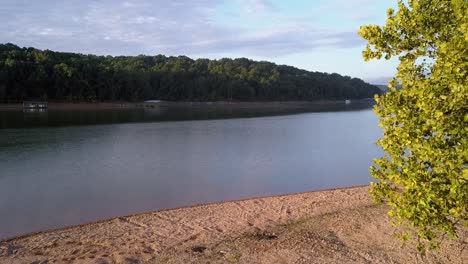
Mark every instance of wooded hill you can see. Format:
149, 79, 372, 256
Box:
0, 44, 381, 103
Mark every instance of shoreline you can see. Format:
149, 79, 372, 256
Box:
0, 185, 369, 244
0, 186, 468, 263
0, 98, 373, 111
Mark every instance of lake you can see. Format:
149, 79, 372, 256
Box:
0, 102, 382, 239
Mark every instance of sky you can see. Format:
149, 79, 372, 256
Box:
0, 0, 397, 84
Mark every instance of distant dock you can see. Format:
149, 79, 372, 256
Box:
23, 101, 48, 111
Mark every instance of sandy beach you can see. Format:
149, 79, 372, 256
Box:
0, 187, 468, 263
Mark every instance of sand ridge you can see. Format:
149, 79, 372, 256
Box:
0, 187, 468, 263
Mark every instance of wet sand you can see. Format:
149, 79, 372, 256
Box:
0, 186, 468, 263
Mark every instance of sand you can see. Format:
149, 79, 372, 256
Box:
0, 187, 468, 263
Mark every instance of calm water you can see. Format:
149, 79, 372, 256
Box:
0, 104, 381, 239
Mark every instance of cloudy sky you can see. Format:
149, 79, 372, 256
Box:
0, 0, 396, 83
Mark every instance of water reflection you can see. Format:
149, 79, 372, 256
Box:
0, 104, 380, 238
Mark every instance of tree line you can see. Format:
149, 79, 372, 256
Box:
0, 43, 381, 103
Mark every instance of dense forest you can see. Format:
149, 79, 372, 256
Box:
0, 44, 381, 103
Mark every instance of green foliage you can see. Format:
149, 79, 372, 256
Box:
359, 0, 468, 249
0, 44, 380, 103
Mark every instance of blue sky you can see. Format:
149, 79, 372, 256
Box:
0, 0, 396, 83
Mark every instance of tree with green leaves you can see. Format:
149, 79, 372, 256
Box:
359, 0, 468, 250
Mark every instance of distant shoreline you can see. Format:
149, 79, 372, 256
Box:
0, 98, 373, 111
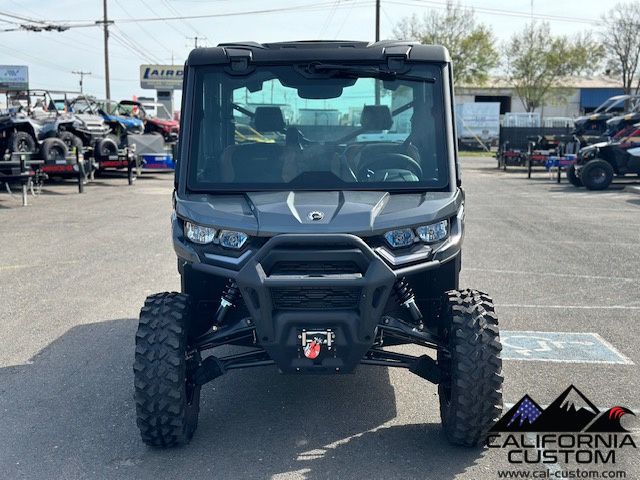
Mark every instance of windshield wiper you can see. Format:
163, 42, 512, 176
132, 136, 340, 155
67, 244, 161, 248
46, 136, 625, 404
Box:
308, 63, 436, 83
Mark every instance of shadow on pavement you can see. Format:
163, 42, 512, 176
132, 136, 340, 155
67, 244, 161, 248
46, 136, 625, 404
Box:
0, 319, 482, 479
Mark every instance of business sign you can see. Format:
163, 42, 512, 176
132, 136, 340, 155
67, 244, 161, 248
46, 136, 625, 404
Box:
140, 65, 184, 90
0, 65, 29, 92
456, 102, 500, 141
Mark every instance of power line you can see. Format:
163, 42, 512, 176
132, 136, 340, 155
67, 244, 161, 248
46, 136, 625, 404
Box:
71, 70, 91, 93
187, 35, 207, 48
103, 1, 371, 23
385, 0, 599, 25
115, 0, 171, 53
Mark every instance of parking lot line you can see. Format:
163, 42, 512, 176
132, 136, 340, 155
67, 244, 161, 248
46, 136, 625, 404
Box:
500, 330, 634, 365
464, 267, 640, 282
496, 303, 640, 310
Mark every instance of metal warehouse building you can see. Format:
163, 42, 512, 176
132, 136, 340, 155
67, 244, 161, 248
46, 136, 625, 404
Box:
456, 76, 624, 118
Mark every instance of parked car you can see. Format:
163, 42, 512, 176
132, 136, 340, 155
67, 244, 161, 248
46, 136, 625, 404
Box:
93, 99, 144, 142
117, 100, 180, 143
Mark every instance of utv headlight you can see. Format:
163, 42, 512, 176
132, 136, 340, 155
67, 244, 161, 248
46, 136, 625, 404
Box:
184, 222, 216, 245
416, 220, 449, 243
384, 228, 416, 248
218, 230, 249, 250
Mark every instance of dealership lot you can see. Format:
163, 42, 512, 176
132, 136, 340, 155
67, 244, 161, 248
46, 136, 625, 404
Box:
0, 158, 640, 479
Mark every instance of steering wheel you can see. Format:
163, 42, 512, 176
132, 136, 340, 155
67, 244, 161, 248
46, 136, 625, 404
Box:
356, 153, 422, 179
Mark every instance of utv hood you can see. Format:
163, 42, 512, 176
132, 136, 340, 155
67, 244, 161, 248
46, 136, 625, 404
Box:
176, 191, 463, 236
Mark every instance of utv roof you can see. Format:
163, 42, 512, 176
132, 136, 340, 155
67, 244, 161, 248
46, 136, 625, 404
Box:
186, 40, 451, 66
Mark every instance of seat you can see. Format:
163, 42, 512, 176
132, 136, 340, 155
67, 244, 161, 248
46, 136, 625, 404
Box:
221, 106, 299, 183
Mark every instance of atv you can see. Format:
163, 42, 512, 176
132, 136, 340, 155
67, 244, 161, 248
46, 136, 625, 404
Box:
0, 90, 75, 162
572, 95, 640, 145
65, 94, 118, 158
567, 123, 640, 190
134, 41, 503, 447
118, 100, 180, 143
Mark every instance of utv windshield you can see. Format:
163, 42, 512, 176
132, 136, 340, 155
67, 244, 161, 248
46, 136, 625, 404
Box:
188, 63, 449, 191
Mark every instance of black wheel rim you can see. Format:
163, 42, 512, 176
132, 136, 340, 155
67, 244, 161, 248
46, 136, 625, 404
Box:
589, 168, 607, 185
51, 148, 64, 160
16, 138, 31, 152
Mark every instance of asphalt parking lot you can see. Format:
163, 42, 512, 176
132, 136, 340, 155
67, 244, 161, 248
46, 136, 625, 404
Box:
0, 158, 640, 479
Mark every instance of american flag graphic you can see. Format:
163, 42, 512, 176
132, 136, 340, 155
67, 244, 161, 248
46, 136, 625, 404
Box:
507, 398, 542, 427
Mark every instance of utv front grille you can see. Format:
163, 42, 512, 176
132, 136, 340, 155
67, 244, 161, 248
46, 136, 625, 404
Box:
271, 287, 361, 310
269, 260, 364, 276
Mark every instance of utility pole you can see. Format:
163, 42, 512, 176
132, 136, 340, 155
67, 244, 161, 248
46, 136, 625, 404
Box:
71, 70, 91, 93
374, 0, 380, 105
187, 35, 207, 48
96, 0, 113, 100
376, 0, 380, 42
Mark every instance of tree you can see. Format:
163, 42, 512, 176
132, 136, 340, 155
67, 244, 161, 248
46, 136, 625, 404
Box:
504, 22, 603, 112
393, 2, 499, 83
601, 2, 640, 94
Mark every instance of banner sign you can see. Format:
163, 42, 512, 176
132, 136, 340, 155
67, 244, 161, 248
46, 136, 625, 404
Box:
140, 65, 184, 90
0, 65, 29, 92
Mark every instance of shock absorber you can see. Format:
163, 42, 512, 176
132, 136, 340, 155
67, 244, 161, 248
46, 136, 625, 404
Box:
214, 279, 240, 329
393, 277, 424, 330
=====
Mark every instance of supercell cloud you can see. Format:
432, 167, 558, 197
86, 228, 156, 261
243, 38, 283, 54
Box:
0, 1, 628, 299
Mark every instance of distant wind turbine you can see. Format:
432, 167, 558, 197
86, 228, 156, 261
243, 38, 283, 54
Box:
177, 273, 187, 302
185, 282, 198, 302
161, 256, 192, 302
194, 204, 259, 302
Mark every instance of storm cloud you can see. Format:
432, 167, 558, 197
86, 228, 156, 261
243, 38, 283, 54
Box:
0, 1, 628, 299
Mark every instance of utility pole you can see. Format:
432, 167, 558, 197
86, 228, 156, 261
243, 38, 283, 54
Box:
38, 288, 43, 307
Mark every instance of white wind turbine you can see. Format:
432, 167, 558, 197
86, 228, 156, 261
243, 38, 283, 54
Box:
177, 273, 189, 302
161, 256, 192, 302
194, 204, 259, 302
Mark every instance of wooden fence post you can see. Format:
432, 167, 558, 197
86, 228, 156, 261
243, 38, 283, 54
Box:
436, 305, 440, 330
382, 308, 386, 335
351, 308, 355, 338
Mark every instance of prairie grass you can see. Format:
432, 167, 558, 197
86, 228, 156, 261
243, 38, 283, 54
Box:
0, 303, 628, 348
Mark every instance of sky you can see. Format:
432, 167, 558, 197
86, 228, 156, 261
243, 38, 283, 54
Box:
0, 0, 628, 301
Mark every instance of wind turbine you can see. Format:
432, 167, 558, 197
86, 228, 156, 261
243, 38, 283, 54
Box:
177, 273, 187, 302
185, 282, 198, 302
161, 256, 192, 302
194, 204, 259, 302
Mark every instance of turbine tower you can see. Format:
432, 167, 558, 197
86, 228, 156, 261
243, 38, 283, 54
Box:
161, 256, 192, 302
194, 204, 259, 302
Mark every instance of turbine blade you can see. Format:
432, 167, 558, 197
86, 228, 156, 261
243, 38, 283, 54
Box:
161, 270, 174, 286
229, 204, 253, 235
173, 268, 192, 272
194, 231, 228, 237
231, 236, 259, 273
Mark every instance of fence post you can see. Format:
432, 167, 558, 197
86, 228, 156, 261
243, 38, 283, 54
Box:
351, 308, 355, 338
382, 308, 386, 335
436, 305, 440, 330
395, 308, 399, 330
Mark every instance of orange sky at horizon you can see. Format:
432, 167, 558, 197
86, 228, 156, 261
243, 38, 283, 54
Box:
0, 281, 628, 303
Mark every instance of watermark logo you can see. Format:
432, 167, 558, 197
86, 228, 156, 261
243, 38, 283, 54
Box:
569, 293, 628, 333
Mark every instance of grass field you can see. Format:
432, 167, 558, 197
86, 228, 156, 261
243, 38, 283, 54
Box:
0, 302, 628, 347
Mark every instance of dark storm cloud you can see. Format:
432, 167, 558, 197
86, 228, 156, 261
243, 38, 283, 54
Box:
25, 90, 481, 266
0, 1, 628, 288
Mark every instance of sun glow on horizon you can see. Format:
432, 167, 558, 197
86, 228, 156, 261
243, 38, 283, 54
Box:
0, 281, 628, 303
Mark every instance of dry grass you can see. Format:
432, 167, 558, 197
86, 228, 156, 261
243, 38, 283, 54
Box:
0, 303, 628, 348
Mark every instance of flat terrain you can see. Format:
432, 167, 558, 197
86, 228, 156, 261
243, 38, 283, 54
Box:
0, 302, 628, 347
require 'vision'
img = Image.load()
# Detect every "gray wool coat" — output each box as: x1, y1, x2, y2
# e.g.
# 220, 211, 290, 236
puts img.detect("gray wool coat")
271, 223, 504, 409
=====
* _Requirement_:
Copy the material verbatim, beginning with the line that contains "Mark every instance of dark" and ending after the line that contains "271, 223, 504, 409".

* _Task result_:
Mark every instance of dark storm cloud you can see. Format:
432, 167, 558, 197
86, 228, 156, 261
243, 38, 283, 54
Box:
25, 90, 481, 266
0, 1, 628, 288
Mark every instance of sun glow on horizon you can see. Format:
432, 167, 558, 197
86, 228, 156, 261
243, 38, 283, 54
Box:
0, 281, 628, 303
Mark every instance of dry grass you can see. Format:
432, 167, 558, 197
86, 228, 156, 261
243, 38, 283, 54
Box:
0, 303, 628, 348
Mark every instance of flat terrain you can see. Format:
432, 167, 558, 197
86, 228, 156, 261
243, 38, 283, 54
Box:
0, 302, 628, 347
require 'vision'
img = Image.load()
# Detect every "gray wool coat" — output each box as: x1, y1, x2, y2
# e.g.
# 220, 211, 290, 236
puts img.detect("gray wool coat")
271, 223, 504, 409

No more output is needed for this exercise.